[Data entries]
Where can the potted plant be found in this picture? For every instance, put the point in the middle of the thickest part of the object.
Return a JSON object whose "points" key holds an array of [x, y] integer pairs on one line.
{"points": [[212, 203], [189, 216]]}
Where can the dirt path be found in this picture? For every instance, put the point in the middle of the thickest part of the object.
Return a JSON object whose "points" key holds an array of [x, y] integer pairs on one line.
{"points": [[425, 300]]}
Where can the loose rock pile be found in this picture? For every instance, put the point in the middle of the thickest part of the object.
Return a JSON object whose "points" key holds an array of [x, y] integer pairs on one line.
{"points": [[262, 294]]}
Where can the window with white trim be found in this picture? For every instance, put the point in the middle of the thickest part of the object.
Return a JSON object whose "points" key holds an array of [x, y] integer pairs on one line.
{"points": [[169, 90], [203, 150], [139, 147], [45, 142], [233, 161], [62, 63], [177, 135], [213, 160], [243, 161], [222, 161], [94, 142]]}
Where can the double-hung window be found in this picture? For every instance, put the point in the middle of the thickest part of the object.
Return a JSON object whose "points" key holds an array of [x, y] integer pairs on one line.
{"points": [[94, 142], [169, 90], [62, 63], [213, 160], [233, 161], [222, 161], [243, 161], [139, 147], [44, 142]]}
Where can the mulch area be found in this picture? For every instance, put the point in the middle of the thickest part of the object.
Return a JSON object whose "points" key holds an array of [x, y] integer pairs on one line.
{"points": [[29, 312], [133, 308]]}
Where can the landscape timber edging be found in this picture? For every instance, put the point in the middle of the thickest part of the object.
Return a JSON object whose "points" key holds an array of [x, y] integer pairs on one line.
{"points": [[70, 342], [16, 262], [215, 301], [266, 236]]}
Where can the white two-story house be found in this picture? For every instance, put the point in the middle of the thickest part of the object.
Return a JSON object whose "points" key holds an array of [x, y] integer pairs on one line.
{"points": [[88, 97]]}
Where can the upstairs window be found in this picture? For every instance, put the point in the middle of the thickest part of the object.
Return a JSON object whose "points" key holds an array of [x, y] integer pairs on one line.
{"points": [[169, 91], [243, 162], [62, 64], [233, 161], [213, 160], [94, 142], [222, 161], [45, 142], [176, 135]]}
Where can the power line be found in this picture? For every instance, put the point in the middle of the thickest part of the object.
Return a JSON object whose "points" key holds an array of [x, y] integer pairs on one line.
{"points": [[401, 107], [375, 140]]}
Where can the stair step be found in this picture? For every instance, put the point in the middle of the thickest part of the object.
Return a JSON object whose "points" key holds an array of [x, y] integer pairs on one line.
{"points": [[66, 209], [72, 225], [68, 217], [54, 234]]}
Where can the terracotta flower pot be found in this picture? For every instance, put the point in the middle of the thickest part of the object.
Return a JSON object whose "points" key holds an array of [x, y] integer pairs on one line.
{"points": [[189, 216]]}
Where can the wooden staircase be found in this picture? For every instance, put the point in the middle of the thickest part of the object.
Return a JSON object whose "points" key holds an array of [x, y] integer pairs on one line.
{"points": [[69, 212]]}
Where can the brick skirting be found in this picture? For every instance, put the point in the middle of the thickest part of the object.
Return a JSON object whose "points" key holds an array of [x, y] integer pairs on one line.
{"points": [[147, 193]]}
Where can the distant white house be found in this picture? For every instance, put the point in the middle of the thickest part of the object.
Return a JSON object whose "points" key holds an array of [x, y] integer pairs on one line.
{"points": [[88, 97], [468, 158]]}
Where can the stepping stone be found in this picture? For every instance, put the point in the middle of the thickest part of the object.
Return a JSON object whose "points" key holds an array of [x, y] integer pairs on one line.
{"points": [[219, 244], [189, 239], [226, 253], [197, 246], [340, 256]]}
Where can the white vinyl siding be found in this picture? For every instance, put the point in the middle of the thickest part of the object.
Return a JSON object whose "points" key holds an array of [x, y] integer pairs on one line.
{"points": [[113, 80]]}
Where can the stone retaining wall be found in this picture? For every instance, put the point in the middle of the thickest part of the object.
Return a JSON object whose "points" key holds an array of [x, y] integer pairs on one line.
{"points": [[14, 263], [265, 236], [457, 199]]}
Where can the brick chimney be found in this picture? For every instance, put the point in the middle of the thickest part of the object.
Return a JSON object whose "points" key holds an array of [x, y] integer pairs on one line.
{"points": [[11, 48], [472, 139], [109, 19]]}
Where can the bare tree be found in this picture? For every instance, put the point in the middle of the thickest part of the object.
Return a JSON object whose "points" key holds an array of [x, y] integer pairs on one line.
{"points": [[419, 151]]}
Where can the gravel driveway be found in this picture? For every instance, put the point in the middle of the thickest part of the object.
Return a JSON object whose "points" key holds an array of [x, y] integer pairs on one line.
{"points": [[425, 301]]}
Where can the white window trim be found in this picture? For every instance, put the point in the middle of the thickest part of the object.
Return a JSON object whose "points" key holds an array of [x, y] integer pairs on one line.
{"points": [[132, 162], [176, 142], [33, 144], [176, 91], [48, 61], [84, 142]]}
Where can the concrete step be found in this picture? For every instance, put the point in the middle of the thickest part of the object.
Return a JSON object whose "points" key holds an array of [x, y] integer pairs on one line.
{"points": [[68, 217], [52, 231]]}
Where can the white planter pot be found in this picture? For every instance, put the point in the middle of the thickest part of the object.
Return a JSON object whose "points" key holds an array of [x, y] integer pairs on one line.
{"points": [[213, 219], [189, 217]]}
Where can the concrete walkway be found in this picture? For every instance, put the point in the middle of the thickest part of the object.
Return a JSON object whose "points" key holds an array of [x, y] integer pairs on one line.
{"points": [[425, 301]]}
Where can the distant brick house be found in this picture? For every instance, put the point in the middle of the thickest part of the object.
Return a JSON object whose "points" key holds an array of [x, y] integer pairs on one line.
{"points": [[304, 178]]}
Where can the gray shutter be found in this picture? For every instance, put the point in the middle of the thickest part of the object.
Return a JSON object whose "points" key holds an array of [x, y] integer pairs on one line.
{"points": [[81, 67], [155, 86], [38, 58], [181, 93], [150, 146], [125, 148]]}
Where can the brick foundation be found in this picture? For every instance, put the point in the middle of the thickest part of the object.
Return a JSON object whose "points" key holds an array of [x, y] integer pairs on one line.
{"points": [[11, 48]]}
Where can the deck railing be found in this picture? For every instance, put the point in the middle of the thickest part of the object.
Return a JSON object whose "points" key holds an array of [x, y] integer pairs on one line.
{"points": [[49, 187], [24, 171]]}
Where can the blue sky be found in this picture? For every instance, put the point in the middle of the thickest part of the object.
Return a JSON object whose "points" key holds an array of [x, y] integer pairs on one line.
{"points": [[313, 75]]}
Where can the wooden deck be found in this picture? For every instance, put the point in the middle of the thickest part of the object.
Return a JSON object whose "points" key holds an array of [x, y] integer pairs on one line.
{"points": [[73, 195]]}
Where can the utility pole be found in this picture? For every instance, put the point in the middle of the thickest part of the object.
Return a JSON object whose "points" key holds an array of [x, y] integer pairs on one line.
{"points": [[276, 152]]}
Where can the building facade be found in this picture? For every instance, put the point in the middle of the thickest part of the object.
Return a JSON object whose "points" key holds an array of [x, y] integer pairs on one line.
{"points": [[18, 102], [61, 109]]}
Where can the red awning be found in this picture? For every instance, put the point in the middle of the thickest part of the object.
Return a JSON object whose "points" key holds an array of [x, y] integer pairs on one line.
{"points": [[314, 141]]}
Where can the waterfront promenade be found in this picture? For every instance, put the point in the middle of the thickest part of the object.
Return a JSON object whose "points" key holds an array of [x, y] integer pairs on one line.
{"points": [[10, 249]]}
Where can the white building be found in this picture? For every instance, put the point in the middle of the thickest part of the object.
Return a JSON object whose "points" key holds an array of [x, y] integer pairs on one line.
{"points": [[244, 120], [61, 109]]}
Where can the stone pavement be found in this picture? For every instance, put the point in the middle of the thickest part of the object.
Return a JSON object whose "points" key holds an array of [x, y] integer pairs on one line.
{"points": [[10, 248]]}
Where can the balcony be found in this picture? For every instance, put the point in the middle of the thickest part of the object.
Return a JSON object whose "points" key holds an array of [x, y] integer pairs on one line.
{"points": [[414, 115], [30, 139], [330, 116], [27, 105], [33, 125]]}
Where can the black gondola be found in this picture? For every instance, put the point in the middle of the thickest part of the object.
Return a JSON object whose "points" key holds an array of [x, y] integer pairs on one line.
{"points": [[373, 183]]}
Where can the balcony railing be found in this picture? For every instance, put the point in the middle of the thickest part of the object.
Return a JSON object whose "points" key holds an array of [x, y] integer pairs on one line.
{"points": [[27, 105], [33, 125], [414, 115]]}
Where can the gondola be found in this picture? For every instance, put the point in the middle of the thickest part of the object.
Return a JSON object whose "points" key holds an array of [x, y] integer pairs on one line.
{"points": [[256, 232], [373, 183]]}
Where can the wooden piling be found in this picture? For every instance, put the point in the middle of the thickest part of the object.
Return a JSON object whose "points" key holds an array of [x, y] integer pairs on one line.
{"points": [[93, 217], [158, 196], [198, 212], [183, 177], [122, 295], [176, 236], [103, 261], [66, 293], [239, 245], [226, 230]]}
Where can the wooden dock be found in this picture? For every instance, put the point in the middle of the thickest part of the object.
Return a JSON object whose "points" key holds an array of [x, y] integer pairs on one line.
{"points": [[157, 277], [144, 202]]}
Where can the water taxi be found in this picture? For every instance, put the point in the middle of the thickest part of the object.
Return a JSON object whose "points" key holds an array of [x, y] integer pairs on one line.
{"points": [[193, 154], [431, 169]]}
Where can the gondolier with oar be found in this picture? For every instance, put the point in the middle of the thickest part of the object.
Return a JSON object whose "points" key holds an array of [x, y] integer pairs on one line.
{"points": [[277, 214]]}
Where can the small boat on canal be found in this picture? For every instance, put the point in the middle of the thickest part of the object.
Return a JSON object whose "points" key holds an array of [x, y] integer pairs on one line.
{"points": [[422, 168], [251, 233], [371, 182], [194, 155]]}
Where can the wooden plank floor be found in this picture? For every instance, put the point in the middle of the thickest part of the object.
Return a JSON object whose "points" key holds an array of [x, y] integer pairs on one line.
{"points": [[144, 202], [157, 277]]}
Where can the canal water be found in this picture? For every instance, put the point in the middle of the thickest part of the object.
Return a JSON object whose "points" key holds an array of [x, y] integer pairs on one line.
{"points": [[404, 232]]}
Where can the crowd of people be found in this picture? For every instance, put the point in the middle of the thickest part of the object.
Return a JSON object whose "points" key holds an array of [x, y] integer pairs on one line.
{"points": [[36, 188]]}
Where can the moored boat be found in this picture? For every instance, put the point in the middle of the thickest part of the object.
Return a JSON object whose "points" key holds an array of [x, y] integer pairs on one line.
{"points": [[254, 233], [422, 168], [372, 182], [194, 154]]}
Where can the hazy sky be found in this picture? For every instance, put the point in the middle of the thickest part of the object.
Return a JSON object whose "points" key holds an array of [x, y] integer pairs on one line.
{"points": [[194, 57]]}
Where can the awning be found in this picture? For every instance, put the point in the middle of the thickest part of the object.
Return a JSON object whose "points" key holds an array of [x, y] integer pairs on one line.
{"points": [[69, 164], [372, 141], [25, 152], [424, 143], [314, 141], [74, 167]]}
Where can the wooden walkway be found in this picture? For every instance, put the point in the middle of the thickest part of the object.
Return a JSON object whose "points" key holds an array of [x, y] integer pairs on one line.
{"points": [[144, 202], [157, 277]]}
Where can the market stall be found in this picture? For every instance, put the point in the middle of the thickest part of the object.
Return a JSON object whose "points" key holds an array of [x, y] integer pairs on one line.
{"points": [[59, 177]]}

## Your task
Set down, word for word, only the lines running from the line with "Where can the wooden plank" to the last line of the listing above. Both of those lines belong in your answer.

## Completed task
Where can the wooden plank floor be found in this picture? For every instance, put the point in the middle of the thickest part of the object.
Return a JSON object whose "points" key holds an array of [x, y] integer pairs on one line.
{"points": [[144, 202], [157, 277]]}
Where can the canal water be found in this picture? For every instance, put the point in the middle of the thickest part of the object.
Return a JSON object whose "points" key holds an array of [x, y] integer pairs on one line.
{"points": [[404, 232]]}
Where can the crowd of people be found in this picture? For every instance, put the point in the middle of the thickest part of the object.
Return a JSON object whose "points" key holds an array of [x, y] integer pairs on one line.
{"points": [[36, 188]]}
Where can the moored boat be found in this picture? For every instance, put the point in the middle of the thickest part of the object.
Return a JSON object whose "points" key holds an array of [x, y] integer pairs on one line.
{"points": [[254, 233], [422, 168], [372, 182], [194, 154]]}
Where can the hazy sky be found in this picture? For every instance, put the point in the middle of the thickest part of the object.
Return a JSON object whose "points" key holds an array of [x, y] integer pairs on one line.
{"points": [[194, 57]]}
Where can the awning be found in this picture? For every instance, put the point in the middle of the thickest part of the object.
Return a JSON object whose "points" key holds an array of [x, y] integer pairs on one line.
{"points": [[69, 164], [372, 141], [25, 152], [424, 143], [314, 141], [74, 167]]}
Where can the wooden walkway be found in this picture? For every instance, put the point in the middle of the thickest part of the object.
Return a JSON object whose "points" key holds an array of [x, y] integer pairs on one line.
{"points": [[144, 202], [157, 277]]}
Where can the market stall be found in this picture? For every instance, put the point in the middle of the thickest part of the object.
Return a JSON object whose "points" key holds an array of [x, y] integer pairs on one line.
{"points": [[59, 177]]}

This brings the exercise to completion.